Atividade A -> Cite, da reportagem sobre o protesto indígena na Seduc, o trecho que vai de "Há cerca de" até "havia ocorrido diálogo.".
Atividade B ->
Com base na reportagem sobre o protesto indígena na Seduc, responda:
(i) Desde que dia os manifestantes ocupam a sede da Secretaria de Estado de Educação?
(ii) Quantos indígenas, aproximadamente, estão no local?
(iii) Por que o governador Helder Barbalho não está entre os interlocutores aceitos pelas lideranças?
Atividade C -> Prossiga a reportagem sobre o protesto indígena na Seduc a partir do ponto em que ela termina.

Trecho do texto ->
Indígenas protestam contra lei que inviabiliza educação presencial nas aldeias do Pará

Cerca de 300 ocupam Secretaria Estadual de Educação em oposição à política que privilegiaria ensino à distância

Agência Pública [editores@diarinho.com.br]

Por Alan Bordallo | Edição: Giovana Girardi

Uma lei aprovada no fim do ano passado no Pará está gerando intensos protestos de lideranças indígenas de diferentes etnias e regiões do estado. Eles acusam o governo de desmantelar o sistema de educação indígena. Os manifestantes ocupam, desde terça-feira (14), a sede da Secretaria de Estado de Educação (Seduc), em Belém, pedindo a revogação imediata da Lei 10.820/2024. 



A Polícia Militar foi acionada para tentar dispersar os manifestantes, cortou energia e água do prédio, jogou spray de pimenta nos banheiros e impediu a entrada da imprensa, de representantes do Ministério Público Federal (MPF) e da Ordem dos Advogados do Brasil (OAB), mas os indígenas continuam no local, depois de forçarem o portão e ocuparem as estruturas da Seduc. 

Barreira de policiais em frente à secretaria de educação do Pará
Polícia tenta dispersar protesto indígena na Secretaria de Educação do Pará, mas ocupação persiste (Foto: Raimundo Paccó/Agência Pública)

Há cerca de 300 indígenas no local, incluindo caciques das etnias Munduruku, Wai Wai, Tembé, Arapiun e Tupinambá, que afirmam representar os mais de 55 povos indígenas presentes no território paraense.


Depois que eles entraram, o portão foi novamente fechado e ninguém mais conseguiu entrar. As lideranças dizem que só negociam com a governadora em exercício, Hana Ghassan (MDB) – o governador Helder Barbalho (também do MDB) está em viagem ao exterior –, ou com o titular da Seduc, Rossieli Soares, que teriam autonomia para revogar a lei. Ao fim do terceiro dia de protesto, Soares foi à secretaria no fim da tarde de quinta-feira, mas até o fechamento desta reportagem não havia ocorrido diálogo.

Dados para análise ->
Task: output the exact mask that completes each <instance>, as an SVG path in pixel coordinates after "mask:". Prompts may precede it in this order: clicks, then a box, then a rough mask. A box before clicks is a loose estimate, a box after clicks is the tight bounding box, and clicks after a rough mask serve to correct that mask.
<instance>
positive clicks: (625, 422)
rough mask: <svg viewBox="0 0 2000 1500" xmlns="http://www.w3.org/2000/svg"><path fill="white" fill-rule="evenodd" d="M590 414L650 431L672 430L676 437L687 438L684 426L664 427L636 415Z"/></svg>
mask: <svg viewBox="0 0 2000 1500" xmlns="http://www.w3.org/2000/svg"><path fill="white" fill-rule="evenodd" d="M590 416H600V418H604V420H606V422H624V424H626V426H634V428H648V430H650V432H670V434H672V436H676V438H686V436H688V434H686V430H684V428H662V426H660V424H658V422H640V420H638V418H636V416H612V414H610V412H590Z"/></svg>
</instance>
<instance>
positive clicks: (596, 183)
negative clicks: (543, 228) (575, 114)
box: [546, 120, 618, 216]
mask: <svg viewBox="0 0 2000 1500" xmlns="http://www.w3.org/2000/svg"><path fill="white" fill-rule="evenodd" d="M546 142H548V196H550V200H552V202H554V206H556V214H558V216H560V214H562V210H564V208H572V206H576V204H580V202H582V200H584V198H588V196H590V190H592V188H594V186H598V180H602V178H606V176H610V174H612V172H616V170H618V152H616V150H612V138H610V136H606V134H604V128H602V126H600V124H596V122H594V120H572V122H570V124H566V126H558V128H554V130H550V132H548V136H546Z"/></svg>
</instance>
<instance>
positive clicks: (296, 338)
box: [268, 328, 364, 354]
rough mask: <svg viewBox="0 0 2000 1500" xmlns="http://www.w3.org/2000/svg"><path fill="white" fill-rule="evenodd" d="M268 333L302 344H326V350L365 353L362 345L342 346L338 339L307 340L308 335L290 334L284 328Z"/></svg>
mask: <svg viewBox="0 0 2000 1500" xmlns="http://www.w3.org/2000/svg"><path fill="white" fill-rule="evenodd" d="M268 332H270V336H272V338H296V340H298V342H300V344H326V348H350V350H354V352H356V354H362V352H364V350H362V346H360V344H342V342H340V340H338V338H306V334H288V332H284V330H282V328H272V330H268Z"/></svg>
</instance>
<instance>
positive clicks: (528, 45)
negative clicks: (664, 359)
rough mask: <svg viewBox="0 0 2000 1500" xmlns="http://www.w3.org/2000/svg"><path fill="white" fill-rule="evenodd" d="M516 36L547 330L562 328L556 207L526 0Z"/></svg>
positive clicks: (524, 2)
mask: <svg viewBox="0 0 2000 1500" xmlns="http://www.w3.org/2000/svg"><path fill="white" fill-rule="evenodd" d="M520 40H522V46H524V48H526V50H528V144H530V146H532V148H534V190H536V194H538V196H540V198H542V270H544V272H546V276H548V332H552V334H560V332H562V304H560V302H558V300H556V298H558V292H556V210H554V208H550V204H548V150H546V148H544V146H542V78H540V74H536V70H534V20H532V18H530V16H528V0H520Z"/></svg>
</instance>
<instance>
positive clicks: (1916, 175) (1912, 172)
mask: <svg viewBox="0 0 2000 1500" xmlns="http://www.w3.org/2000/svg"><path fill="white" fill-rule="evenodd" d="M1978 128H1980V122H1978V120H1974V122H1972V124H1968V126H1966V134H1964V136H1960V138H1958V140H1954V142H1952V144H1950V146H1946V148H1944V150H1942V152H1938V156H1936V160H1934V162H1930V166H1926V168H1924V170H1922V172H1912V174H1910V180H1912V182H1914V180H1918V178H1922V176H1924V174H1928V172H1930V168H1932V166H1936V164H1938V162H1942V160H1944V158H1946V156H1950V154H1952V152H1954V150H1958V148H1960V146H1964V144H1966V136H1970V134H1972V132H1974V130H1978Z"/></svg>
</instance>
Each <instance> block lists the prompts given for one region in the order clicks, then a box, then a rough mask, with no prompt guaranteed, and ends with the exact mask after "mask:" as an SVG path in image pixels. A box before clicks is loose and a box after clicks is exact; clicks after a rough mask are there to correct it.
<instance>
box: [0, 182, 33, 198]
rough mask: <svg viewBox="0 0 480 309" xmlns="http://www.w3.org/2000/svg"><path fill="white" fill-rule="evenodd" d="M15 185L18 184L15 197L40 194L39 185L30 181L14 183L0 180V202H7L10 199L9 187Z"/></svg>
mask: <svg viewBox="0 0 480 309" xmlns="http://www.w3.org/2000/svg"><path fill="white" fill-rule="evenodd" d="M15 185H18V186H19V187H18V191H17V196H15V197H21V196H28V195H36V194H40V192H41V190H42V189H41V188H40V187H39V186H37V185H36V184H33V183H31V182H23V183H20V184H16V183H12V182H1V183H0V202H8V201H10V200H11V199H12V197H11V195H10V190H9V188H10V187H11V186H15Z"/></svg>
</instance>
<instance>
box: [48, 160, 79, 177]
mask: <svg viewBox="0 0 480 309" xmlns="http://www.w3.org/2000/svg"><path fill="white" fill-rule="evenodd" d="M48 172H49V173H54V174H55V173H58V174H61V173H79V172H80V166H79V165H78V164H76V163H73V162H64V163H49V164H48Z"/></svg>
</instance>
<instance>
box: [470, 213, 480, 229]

Resposta final A ->
Há cerca de 300 indígenas no local, incluindo caciques das etnias Munduruku, Wai Wai, Tembé, Arapiun e Tupinambá, que afirmam representar os mais de 55 povos indígenas presentes no território paraense.


Depois que eles entraram, o portão foi novamente fechado e ninguém mais conseguiu entrar. As lideranças dizem que só negociam com a governadora em exercício, Hana Ghassan (MDB) – o governador Helder Barbalho (também do MDB) está em viagem ao exterior –, ou com o titular da Seduc, Rossieli Soares, que teriam autonomia para revogar a lei. Ao fim do terceiro dia de protesto, Soares foi à secretaria no fim da tarde de quinta-feira, mas até o fechamento desta reportagem não havia ocorrido diálogo.

Resposta final B ->
(i) Desde terça-feira (14).
(ii) Cerca de 300.
(iii) Porque está em viagem ao exterior.

Resposta final C ->
“A energia cortaram, a água [cortaram] e jogaram spray de pimenta. Estamos em cárcere privado. Tem criança, tem idoso, tem cacique que vieram de muito longe. E nós não vamos sair daqui, porque não saímos do nosso território para ficar de blá-blá-blá”, disse Alessandra Korap, liderança Munduruku, no primeiro dia de ocupação. Em apoio à demanda indígena, o Sindicato dos Trabalhadores de Educação Pública do Pará (Sintepp) decidiu entrar em greve geral, com início em 23 de janeiro.


Alessandra Korap, liderança Munduruku, fala sobre as condições precárias enfrentadas pelos indígenas (Foto: Raimundo Paccó/Agência Pública)

A lei, aprovada em 19 de dezembro, no fim do ano legislativo, em votação fechada – e marcada pela repressão da Polícia Militar, que usou balas de borracha e spray de pimenta contra os professores estaduais – , altera o plano de gratificações do Sistema Modular de Ensino (Some) e de sua versão para os povos indígenas (Somei). 

Redução de gratificações inviabiliza ensino presencial; governo quer educação à distância

A medida reduz as gratificações fixas de R$ 7 mil para valores que podem variar entre R$ 1 mil e R$ 7 mil, de acordo com quatro níveis de complexidade que variam de acordo com cada território onde o Some é implementado. A mudança, porém, não foi regulamentada, e os critérios para estabelecer os graus de complexidade e a gratificação correspondente permanecem incertos. 

Para os indígenas e sindicalistas, isso, na prática, pode inviabilizar a educação indígena nas aldeias e em locais mais remotos. O recurso é necessário para a logística de viagens dos professores às comunidades indígenas, do campo ou ribeirinhas. É com ele que os professores pagam deslocamento, hospedagem, alimentação, combustível e até confecção de materiais pedagógicos.

Em substituição, o governo do estado já implementa na rede de ensino o Centro de Mídias da Educação Paraense (Cemep), modalidade de ensino à distância que funciona com uma televisão e um modem da empresa Starlink. Cada aula, transmitida a partir da sede da Seduc, em Belém, é acessada simultaneamente por até 80 salas de aula em diferentes municípios do estado. Nesses locais fica apenas um professor mediador, de qualquer disciplina, para reunir dúvidas dos alunos. 

Os indígenas argumentam que o sistema é incompatível com várias aldeias, muitas das quais não possuem energia elétrica e dependem de geradores a diesel para necessidades do dia a dia. “Os alunos estão sendo abandonados, os professores também. Aula online não serve pra gente porque muitos alunos não falam português. Isso é violação de direito, é violação da nossa cultura”, disse Alessandra em um vídeo publicado nas redes sociais.


O Some funciona no Pará há mais de 40 anos. Foi concebido para que o ensino médio chegasse às localidades mais remotas do estado, como zonas rurais, ribeirinhas, aldeias indígenas e territórios quilombolas, onde o Executivo estadual tinha dificuldade em manter um professor fixo.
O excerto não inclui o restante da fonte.